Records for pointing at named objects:

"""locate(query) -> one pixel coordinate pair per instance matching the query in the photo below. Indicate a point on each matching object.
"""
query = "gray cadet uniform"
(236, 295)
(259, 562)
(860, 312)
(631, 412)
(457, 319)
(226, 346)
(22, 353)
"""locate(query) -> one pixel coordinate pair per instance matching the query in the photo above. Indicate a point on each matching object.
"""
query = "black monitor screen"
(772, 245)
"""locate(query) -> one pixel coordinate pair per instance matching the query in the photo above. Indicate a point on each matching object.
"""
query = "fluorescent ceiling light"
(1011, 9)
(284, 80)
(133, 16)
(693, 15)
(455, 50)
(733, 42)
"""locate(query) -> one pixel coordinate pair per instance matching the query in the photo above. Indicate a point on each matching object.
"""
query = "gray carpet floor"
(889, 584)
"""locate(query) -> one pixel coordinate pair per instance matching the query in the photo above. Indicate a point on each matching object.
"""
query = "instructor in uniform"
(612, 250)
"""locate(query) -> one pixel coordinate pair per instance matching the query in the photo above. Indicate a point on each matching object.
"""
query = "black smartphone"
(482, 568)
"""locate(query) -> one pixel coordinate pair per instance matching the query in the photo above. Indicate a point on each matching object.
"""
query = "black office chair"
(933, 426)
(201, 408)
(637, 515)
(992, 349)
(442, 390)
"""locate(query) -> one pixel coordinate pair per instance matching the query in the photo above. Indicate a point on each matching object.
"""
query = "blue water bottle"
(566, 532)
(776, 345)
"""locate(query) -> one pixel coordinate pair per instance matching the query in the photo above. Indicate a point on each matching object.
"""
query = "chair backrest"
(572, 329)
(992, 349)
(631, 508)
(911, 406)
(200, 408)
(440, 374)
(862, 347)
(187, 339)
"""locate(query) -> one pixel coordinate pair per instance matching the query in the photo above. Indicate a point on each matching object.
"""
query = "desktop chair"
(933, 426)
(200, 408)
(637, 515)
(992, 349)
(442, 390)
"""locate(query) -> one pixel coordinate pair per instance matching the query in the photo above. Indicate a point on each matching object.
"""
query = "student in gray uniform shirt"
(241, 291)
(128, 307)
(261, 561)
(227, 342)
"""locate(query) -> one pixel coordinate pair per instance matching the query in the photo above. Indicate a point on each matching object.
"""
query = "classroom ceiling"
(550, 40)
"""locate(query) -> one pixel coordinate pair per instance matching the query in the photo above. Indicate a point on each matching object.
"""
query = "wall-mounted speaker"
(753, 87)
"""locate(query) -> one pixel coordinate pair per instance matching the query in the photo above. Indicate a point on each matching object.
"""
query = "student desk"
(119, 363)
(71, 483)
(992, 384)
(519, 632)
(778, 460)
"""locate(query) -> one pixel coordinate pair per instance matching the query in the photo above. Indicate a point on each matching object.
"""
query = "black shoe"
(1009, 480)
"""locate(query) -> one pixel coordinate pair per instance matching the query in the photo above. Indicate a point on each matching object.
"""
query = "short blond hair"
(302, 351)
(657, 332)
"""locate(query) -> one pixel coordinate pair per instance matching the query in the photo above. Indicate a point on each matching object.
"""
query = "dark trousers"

**WHAT YOU NEED TO DO:** Count the lines in the items above that contain the string "student", with case counting, and reply with only that number.

**OUTPUT OF THE EXERCISE:** 2